◆ **What you will do**: The material below contains a line with "Each instance of the sky" and a line with "Each instance of the snow-covered mountain". Copy exactly those two lines and all lines between them.

◆ **Extracted data**:

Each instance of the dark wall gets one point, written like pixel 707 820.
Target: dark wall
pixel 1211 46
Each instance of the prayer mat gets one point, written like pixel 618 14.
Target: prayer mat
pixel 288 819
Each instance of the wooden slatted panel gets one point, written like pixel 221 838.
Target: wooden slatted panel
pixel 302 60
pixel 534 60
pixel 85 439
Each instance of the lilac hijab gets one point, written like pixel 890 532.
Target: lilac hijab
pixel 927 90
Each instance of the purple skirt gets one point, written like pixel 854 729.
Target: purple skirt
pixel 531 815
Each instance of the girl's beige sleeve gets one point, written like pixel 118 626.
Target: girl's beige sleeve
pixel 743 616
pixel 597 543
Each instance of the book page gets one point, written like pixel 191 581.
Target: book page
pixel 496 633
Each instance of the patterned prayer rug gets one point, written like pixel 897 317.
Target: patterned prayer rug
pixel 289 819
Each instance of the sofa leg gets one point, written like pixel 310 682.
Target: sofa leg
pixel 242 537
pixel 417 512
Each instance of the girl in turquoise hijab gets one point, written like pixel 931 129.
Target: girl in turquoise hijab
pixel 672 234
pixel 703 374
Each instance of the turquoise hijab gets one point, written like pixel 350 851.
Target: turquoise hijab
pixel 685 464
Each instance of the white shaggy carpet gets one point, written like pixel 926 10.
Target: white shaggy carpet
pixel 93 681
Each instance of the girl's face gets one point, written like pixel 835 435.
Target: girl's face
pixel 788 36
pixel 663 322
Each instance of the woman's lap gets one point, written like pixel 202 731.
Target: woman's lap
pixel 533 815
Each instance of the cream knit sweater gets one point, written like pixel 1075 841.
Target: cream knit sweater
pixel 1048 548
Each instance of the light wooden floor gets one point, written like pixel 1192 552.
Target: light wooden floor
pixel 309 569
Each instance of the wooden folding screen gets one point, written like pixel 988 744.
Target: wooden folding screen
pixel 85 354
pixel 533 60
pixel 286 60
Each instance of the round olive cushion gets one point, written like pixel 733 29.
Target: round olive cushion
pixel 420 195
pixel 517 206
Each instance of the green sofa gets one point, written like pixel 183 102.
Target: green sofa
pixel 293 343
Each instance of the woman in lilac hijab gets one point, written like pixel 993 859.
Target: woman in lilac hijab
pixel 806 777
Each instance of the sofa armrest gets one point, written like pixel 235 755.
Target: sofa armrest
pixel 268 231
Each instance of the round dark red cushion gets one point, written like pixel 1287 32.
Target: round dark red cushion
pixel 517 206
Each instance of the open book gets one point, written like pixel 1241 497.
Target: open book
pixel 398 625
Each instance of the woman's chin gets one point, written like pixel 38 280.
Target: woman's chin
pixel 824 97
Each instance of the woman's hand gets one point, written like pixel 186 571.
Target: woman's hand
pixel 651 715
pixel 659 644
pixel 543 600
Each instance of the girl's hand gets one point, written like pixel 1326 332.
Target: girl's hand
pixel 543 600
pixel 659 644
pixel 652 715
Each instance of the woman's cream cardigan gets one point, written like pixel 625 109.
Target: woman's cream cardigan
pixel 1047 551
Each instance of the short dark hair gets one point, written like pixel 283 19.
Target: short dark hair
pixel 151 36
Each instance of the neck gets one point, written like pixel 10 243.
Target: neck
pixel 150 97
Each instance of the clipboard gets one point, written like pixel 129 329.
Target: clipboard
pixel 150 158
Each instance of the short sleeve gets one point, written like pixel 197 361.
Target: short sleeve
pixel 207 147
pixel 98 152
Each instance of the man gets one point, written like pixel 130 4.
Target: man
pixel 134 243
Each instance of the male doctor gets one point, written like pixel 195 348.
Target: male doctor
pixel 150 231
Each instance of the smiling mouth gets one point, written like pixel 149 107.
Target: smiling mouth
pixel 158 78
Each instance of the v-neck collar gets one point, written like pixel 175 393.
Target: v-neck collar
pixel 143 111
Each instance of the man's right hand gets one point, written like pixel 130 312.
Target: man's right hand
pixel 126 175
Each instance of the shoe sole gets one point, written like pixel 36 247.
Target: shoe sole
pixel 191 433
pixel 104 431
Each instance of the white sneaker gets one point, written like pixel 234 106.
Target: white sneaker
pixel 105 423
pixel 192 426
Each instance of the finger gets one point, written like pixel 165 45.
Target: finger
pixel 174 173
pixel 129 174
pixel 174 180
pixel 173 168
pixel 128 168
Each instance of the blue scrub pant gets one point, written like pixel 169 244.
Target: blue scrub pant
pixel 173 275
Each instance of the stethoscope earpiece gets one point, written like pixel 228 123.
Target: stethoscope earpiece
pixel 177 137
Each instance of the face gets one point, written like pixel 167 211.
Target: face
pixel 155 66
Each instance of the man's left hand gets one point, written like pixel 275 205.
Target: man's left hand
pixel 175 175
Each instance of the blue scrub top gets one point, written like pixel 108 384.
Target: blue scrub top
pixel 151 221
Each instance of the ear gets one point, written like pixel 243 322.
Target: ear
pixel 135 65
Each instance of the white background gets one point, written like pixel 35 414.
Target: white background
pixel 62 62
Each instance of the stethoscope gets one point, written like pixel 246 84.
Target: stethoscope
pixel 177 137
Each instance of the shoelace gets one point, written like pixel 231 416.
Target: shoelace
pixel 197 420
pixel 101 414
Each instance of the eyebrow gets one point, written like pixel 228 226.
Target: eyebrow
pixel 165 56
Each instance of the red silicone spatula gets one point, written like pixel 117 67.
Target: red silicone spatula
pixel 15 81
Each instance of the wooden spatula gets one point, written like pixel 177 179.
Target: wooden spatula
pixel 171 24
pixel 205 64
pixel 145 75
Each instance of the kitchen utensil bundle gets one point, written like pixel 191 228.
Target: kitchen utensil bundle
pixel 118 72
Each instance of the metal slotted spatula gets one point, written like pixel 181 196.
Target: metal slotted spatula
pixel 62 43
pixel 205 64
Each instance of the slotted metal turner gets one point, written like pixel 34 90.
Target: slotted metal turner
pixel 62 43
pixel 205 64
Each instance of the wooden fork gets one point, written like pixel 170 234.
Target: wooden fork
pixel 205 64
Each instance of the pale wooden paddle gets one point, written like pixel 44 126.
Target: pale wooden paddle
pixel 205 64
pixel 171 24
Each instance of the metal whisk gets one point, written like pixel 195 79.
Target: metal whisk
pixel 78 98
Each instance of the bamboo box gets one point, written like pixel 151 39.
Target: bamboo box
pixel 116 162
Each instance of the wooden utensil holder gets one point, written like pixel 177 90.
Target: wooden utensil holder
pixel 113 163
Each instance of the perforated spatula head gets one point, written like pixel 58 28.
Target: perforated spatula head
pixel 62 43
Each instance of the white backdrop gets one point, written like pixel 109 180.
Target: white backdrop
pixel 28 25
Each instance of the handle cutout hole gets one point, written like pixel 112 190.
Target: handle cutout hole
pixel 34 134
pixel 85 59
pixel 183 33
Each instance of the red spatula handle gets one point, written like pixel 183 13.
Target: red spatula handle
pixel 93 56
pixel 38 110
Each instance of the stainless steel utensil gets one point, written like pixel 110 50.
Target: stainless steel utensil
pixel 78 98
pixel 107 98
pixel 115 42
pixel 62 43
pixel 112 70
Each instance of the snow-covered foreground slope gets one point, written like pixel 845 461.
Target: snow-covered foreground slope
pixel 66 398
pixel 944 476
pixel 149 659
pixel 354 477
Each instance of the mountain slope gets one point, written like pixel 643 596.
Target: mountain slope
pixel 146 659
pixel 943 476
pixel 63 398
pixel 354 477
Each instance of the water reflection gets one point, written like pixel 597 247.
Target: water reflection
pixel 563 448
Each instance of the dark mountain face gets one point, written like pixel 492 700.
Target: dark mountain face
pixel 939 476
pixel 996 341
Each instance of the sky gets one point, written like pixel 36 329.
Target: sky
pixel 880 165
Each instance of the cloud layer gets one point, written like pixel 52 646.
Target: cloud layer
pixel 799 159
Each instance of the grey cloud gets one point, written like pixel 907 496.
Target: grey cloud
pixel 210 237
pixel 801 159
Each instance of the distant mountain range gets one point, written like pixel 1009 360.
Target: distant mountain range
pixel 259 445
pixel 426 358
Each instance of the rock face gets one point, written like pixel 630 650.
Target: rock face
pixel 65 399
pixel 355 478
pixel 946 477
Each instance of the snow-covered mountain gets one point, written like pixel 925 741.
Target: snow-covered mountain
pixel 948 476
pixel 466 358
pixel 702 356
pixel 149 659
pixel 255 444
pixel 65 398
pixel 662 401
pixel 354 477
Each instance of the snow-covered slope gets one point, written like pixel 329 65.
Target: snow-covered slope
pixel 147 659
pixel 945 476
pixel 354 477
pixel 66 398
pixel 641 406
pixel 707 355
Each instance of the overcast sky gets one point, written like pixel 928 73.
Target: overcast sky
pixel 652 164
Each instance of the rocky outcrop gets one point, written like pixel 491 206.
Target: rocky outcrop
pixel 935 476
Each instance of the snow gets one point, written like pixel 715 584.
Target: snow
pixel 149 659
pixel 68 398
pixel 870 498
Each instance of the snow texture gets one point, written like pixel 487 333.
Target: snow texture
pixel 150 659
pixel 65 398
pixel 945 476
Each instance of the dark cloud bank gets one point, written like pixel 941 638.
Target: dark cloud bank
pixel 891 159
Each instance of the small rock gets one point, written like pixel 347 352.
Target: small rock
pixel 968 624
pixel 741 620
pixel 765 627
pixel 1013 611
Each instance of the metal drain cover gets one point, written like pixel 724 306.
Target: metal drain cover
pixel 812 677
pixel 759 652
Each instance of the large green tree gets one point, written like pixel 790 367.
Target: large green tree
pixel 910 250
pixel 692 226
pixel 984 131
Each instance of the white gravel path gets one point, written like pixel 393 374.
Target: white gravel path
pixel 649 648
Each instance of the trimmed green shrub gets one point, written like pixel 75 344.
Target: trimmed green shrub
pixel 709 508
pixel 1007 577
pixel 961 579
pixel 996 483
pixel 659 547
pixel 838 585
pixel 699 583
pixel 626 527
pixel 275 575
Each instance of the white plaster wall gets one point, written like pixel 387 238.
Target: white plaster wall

◆ **Written answer**:
Each instance of the sky gets one point, written like pixel 36 329.
Target: sky
pixel 880 165
Each instance of the cloud layer gets one point, written like pixel 52 646.
Target: cloud layer
pixel 799 159
Each instance of the grey cloud gets one point, written like pixel 907 496.
Target: grey cloud
pixel 210 237
pixel 801 159
Each instance of the distant mountain range gets one point, written like pixel 1009 360.
Target: distant mountain range
pixel 259 445
pixel 426 358
Each instance of the rock face gets one point, written like pixel 630 650.
Target: rock face
pixel 65 399
pixel 355 478
pixel 946 477
Each instance of the snow-covered mountain gets one point, written like pixel 925 741.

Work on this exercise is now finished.